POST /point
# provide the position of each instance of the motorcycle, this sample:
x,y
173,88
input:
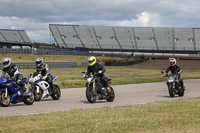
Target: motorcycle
x,y
42,89
95,89
174,86
10,92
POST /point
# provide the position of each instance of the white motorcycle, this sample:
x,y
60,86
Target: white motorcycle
x,y
94,90
41,88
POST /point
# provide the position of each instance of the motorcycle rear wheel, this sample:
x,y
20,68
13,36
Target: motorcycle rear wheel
x,y
56,93
28,100
181,92
38,96
4,102
89,95
171,90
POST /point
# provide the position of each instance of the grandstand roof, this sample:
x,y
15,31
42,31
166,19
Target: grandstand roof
x,y
130,39
15,37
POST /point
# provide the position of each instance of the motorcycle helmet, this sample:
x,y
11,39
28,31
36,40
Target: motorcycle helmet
x,y
6,62
172,61
91,61
39,61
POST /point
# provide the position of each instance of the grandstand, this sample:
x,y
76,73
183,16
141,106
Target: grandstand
x,y
9,38
127,39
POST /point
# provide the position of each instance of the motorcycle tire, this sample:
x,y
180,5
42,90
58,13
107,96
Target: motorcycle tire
x,y
56,93
181,93
4,102
111,95
38,96
89,95
28,100
171,90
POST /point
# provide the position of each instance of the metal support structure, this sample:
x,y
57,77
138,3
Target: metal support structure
x,y
194,40
78,36
117,38
61,37
96,37
155,39
134,38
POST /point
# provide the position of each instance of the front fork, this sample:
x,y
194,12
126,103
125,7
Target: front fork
x,y
6,93
93,88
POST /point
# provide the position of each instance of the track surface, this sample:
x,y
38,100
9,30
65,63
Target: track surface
x,y
125,95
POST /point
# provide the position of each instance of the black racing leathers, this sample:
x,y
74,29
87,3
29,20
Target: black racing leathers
x,y
43,69
14,73
176,69
95,69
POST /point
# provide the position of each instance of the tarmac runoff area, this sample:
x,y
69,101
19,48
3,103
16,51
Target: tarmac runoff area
x,y
130,94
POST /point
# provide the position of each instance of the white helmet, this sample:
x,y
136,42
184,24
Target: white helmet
x,y
39,61
6,62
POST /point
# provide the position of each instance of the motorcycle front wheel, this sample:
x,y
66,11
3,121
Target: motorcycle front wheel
x,y
4,101
111,95
90,96
38,95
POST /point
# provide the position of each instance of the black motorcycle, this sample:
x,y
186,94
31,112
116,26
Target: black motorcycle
x,y
174,86
95,89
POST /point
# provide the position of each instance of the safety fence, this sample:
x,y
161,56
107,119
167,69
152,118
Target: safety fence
x,y
32,65
85,63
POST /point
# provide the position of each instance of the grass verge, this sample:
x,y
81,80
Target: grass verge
x,y
72,77
173,116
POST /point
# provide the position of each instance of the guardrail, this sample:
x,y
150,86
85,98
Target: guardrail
x,y
85,63
32,65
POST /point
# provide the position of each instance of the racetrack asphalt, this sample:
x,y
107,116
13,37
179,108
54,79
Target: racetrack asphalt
x,y
125,95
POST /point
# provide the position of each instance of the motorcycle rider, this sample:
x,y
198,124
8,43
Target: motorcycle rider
x,y
95,67
43,69
13,72
175,69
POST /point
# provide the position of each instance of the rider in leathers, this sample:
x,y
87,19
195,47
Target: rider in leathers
x,y
43,69
175,69
13,72
96,68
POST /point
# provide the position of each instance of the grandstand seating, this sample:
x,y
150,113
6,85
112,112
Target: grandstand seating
x,y
196,33
182,39
14,36
127,38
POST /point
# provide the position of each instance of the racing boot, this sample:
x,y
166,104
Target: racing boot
x,y
26,91
183,87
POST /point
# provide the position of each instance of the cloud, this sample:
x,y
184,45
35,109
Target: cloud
x,y
35,16
36,30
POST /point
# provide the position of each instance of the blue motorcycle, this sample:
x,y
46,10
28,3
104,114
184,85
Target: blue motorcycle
x,y
10,92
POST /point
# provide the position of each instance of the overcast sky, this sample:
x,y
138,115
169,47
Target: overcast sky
x,y
34,16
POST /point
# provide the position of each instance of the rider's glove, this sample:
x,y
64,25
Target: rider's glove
x,y
44,77
100,72
165,74
85,76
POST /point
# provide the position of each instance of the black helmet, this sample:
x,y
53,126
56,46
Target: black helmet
x,y
39,61
6,62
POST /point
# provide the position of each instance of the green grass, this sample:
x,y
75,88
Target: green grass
x,y
72,77
174,116
59,58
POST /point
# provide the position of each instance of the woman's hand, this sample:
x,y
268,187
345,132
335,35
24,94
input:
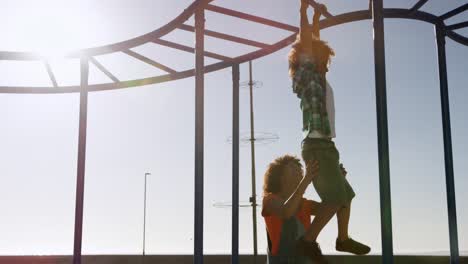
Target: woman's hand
x,y
343,170
312,169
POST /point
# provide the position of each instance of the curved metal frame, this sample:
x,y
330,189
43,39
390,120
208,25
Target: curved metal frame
x,y
178,23
198,8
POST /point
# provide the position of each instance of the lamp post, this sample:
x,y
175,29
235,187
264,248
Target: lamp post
x,y
144,216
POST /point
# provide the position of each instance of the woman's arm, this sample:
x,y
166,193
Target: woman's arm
x,y
288,208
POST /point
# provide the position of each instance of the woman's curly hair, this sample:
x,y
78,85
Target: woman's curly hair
x,y
322,51
272,177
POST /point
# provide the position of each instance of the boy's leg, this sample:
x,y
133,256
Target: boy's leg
x,y
344,243
343,215
323,216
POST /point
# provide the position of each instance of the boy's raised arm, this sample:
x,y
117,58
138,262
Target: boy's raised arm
x,y
315,23
305,30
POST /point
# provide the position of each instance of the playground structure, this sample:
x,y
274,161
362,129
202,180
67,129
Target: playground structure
x,y
376,12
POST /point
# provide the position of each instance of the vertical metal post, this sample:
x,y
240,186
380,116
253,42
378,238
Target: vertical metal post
x,y
84,70
235,164
144,217
253,199
382,131
199,131
447,134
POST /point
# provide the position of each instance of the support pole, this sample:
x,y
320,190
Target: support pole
x,y
382,131
84,70
199,131
447,134
253,199
235,164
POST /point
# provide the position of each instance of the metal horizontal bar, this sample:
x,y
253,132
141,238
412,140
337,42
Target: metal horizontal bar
x,y
457,26
119,46
249,17
418,5
103,69
337,20
454,12
149,61
50,73
457,37
227,37
190,49
315,5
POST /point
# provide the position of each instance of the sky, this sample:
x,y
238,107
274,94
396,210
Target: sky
x,y
151,129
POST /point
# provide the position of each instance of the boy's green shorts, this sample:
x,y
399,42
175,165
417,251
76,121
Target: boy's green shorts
x,y
330,184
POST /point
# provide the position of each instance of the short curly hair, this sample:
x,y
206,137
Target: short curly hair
x,y
274,172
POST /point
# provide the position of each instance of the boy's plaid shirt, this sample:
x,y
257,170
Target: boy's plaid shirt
x,y
308,86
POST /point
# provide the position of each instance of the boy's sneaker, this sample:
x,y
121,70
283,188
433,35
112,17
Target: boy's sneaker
x,y
311,250
352,246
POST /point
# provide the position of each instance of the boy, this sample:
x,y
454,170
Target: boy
x,y
308,64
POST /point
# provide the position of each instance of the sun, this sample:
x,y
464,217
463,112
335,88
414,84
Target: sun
x,y
50,28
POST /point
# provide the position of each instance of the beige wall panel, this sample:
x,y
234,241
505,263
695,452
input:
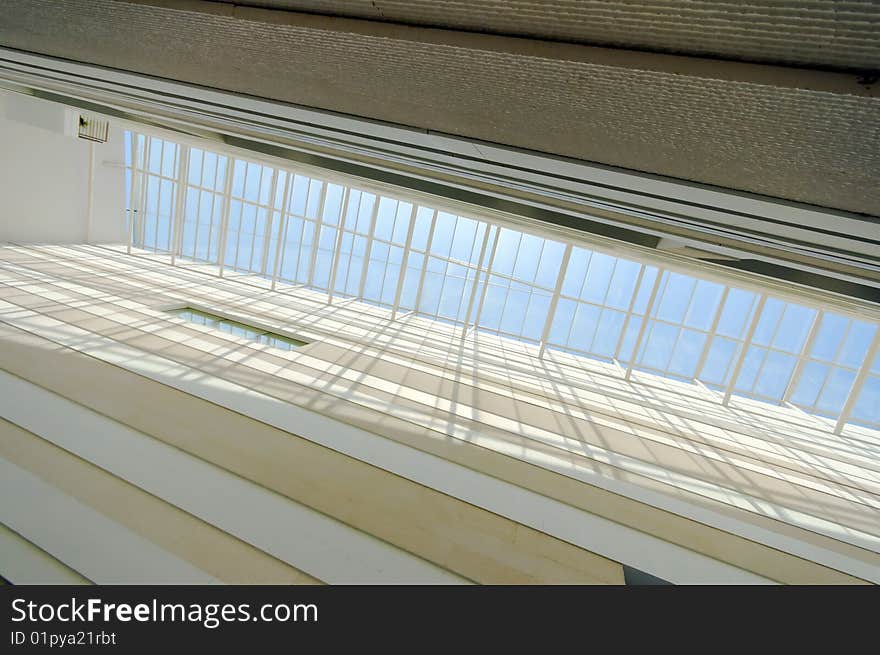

WHAT TO DO:
Leave the pictures out and output all of the data verbatim.

REPLY TO THE TASK:
POST /point
# provide the position of each instance of the motorcycle, this sample:
x,y
173,88
input:
Target: motorcycle
x,y
42,89
95,89
174,86
10,92
POST /point
# provide the position of each instance of the white motorcycle, this sample:
x,y
60,86
Target: white motorcycle
x,y
94,90
41,88
POST /point
# provide the position of each instance of the motorcycle rear wheel, this sample:
x,y
20,68
13,36
Target: motorcycle rear wheel
x,y
56,93
28,100
181,92
38,96
4,102
89,95
171,90
POST /point
# provide the position of each instance of the grandstand roof, this sample:
x,y
15,31
42,31
166,19
Target: grandstand roof
x,y
130,39
15,37
POST /point
# provide the position of each instance of the motorcycle helmet, this sample:
x,y
11,39
28,31
36,40
Target: motorcycle helmet
x,y
6,62
172,61
91,61
39,61
POST /point
# provide the position of each instance of the grandstand, this sample:
x,y
76,73
183,16
141,106
Target: grandstand
x,y
9,38
127,39
POST /point
# provide the position of each instance of the motorcycle tire, this sample:
x,y
180,5
42,90
58,13
107,96
Target: motorcycle tire
x,y
56,93
181,93
4,102
111,95
38,96
89,95
28,100
171,90
POST /point
# provide the position of each instance of the metal support structure, this sample:
x,y
57,77
138,3
Target: metal support structure
x,y
194,40
78,36
117,38
61,37
96,37
155,39
134,38
POST /point
# provide the position of each instance of the front fork, this sample:
x,y
194,12
126,103
125,7
Target: front fork
x,y
6,93
93,88
POST /point
# provide the position of each instance of the track surface, this sample:
x,y
38,100
9,30
65,63
Target: track surface
x,y
125,95
POST /point
# provide the position of each instance of the black racing leathers, this sample:
x,y
74,29
87,3
29,20
Target: black racing leathers
x,y
43,69
14,73
176,69
95,69
POST /point
# provide the position of each instance of the tarmac runoff area, this sample:
x,y
69,101
19,48
3,103
16,51
Target: tarmac runoff area
x,y
130,94
POST /point
# provide the position of each instance of the white helmet, this sample:
x,y
136,42
184,24
Target: white helmet
x,y
39,61
6,62
POST /point
# provide the position of each instance of the motorcycle front wheel, this sample:
x,y
66,11
3,121
Target: motorcycle front wheel
x,y
4,101
111,95
90,96
38,95
POST /point
# provide the position of each instance of the black motorcycle, this sample:
x,y
186,94
31,112
116,26
Target: black motorcycle
x,y
174,86
95,89
POST /point
# provide the position of each instance of the safety fence, this sample:
x,y
161,56
107,119
167,69
152,118
Target: safety fence
x,y
32,65
85,63
POST /point
# provide the position of each instance of the grass verge, this sample:
x,y
81,80
Target: grass verge
x,y
72,77
173,116
POST /point
# provide the position of each instance of the guardrail, this sample:
x,y
150,86
85,98
Target: guardrail
x,y
85,63
32,65
POST /point
# provide the position of each instance of the racetrack asphalt, this sample:
x,y
107,116
13,37
179,108
54,79
Target: racetrack asphalt
x,y
125,95
POST /point
# provide the position of each instance of the motorcycle rider, this sample:
x,y
198,124
8,43
Target: motorcycle rider
x,y
95,67
43,69
13,72
175,69
POST /point
# provide the position of each instance of the rider in leathers, this sample:
x,y
87,19
195,47
Target: rider in leathers
x,y
43,69
175,69
13,72
96,68
POST /point
# provide the position of each instance of the grandstand seating, this sample:
x,y
150,113
6,85
112,112
Target: grandstand seating
x,y
196,33
182,39
14,36
127,38
POST /point
# provide the position of each instance of the racing boot, this sample:
x,y
166,104
Target: racing boot
x,y
26,91
183,87
POST /point
# provide the position of each instance of the cloud, this sample:
x,y
184,45
35,109
Target: cloud
x,y
35,16
36,30
POST /point
# provide the position of each instance of the blue motorcycle, this sample:
x,y
46,10
28,3
104,114
184,85
Target: blue motorcycle
x,y
10,92
POST /point
# provide the position of each instance of the overcast sky, this sample:
x,y
138,115
169,47
Target: overcast sky
x,y
34,16
POST /point
# provide the position of each instance of the rider's glove, this sample:
x,y
64,25
Target: rider's glove
x,y
44,77
100,72
165,74
85,76
POST /point
# provide the position of each instance of the black helmet, this sample:
x,y
53,126
56,46
Target: black helmet
x,y
39,61
6,62
POST /point
# provide the position of each instance of the green grass, this sample:
x,y
75,88
Target: green grass
x,y
72,77
174,116
59,58
POST /point
# provide the position of each instance of the woman's hand, this sample:
x,y
268,187
345,132
335,35
24,94
input:
Target: woman's hand
x,y
343,170
312,169
POST /point
# provide the position of each instance of the curved metal frame, this sample:
x,y
330,189
43,39
390,120
208,25
Target: curved metal frame
x,y
178,23
198,8
POST /point
# provide the position of each instance of the lamp post, this sample:
x,y
175,29
235,187
264,248
Target: lamp post
x,y
144,216
POST /point
# provide the position of each instance of the woman's arm, this sample:
x,y
166,193
Target: woman's arm
x,y
288,208
POST /point
# provide the position of each instance of the woman's curly hair, this sample:
x,y
78,85
Target: woman's curly hair
x,y
322,51
272,177
POST /point
# provide the position of each instance of the boy's leg, this sample:
x,y
133,256
Target: boy's leg
x,y
344,243
343,215
323,216
POST /point
# provide the position of each instance of the boy's raised arm, this sample:
x,y
117,58
138,262
Target: boy's raised arm
x,y
315,23
305,30
POST /point
# provide the position of each instance of the playground structure, this sample:
x,y
274,161
362,129
202,180
67,129
Target: playground structure
x,y
376,12
POST /point
# provide the position of each instance of the vertical metal post, this sample:
x,y
240,186
380,116
253,42
378,238
Target: vertical metal post
x,y
84,70
235,164
144,217
253,199
382,131
199,131
447,134
POST /point
# provide the position of each instance of the support pole, this sample:
x,y
320,190
Target: support pole
x,y
382,131
84,70
199,131
447,134
253,199
235,164
POST /point
# provide the position of each instance of the metal horizontal bar, this sample:
x,y
253,132
141,238
412,140
337,42
Target: metal horizontal bar
x,y
457,26
119,46
249,17
418,5
103,69
337,20
454,12
149,61
50,73
457,37
227,37
190,49
315,5
POST /point
# provide the position of each instance of the sky, this sample:
x,y
238,107
274,94
396,210
Target: sky
x,y
151,129
POST /point
# provide the position of each instance of the boy's green shorts, this sample:
x,y
399,42
175,165
417,251
76,121
Target: boy's green shorts
x,y
330,184
POST /point
# provide the position of each instance of the short curly hair, this sample:
x,y
206,137
Target: short curly hair
x,y
274,172
POST /point
# provide the position of each instance of the boy's plaid shirt, this sample:
x,y
257,170
Target: boy's plaid shirt
x,y
308,86
POST /point
# provide the position of each instance of the boy's sneaker, this sample:
x,y
121,70
283,188
433,35
112,17
Target: boy's sneaker
x,y
311,250
352,246
POST /point
# provide the position of each instance of the boy, this sample:
x,y
454,170
Target: boy
x,y
308,64
POST /point
# provide the position of each instance of the sun, this sample:
x,y
464,217
463,112
335,88
414,84
Target: sun
x,y
50,28
POST /point
# provide the position of each instance of the beige wall panel, this sample:
x,y
234,241
505,263
695,452
input:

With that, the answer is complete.